EXTRACTED RECORDS:

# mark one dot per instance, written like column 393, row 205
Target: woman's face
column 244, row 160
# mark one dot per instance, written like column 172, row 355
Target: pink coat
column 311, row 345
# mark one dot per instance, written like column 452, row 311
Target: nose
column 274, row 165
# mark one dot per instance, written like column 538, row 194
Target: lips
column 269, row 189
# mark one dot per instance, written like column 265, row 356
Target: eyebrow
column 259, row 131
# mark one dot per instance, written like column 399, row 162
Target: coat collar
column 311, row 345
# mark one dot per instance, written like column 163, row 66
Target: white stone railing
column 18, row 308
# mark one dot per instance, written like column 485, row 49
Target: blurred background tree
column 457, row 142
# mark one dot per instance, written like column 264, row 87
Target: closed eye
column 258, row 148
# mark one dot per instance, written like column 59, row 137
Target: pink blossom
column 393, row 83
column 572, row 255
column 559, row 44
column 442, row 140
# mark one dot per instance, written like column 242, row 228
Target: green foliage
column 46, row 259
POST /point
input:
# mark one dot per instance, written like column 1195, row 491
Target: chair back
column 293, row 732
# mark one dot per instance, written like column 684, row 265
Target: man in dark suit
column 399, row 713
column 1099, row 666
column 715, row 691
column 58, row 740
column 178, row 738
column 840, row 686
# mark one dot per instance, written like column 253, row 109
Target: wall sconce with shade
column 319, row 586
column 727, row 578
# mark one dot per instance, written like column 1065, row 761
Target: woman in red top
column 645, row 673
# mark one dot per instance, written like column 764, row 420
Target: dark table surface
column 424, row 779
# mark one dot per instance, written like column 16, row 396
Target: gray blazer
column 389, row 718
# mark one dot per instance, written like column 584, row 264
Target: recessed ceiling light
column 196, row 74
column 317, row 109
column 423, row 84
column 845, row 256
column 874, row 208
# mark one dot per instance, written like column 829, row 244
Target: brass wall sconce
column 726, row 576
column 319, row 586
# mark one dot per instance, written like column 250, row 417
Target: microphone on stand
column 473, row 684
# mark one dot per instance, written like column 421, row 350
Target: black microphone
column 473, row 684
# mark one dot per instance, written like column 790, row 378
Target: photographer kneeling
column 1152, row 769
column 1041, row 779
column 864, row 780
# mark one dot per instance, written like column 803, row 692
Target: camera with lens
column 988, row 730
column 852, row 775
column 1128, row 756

PROBLEM STATEMENT:
Copy all of the material above line for line, with no changes.

EXERCISE RESULT:
# mark one dot per instance, written like column 393, row 205
Target: woman's face
column 244, row 160
# mark one dot per instance, written like column 172, row 355
Target: pink coat
column 311, row 345
# mark one dot per instance, written like column 452, row 311
Target: nose
column 274, row 165
# mark one dot per instance, written like column 538, row 194
Target: lips
column 269, row 189
# mark one dot per instance, written like column 265, row 356
Target: eyebrow
column 259, row 131
# mark one dot per instance, written like column 399, row 162
Target: coat collar
column 311, row 345
# mark one dot per instance, written like column 163, row 66
Target: white stone railing
column 18, row 308
# mark one dot per instance, written like column 485, row 49
Target: blurred background tree
column 457, row 142
# mark one dot per instance, written like column 264, row 87
Target: closed eye
column 258, row 148
# mark one dot per instance, written like column 59, row 137
Target: pink blossom
column 393, row 83
column 572, row 255
column 559, row 44
column 442, row 140
# mark one dot per instance, written like column 242, row 228
Target: green foliage
column 46, row 259
POST /point
input:
# mark one dot per instance, written like column 1195, row 491
Target: chair back
column 293, row 732
# mark one dot per instance, written like column 684, row 265
Target: man in dark suit
column 399, row 713
column 1099, row 666
column 715, row 691
column 58, row 740
column 178, row 738
column 840, row 686
# mark one dot per instance, written like column 253, row 109
Target: wall sconce with shade
column 319, row 586
column 727, row 578
# mark one dot per instance, written like column 1065, row 761
Target: woman in red top
column 645, row 673
# mark one dot per instance, written like column 764, row 420
Target: dark table surface
column 424, row 779
# mark one dot per instance, written like column 16, row 396
Target: gray blazer
column 389, row 718
# mark one dot per instance, written like column 584, row 264
Target: recessed ceiling light
column 196, row 74
column 317, row 109
column 423, row 84
column 845, row 256
column 874, row 208
# mark one dot per instance, written like column 829, row 244
Target: brass wall sconce
column 726, row 576
column 319, row 586
# mark one dot per instance, written like column 250, row 417
Target: microphone on stand
column 473, row 684
# mark one dot per instance, written like column 421, row 350
Target: black microphone
column 473, row 684
# mark one dot per instance, written like column 790, row 378
Target: photographer kneeling
column 1152, row 769
column 1041, row 779
column 864, row 780
# mark one dot per instance, written like column 803, row 692
Target: camera with lens
column 988, row 730
column 852, row 775
column 1128, row 756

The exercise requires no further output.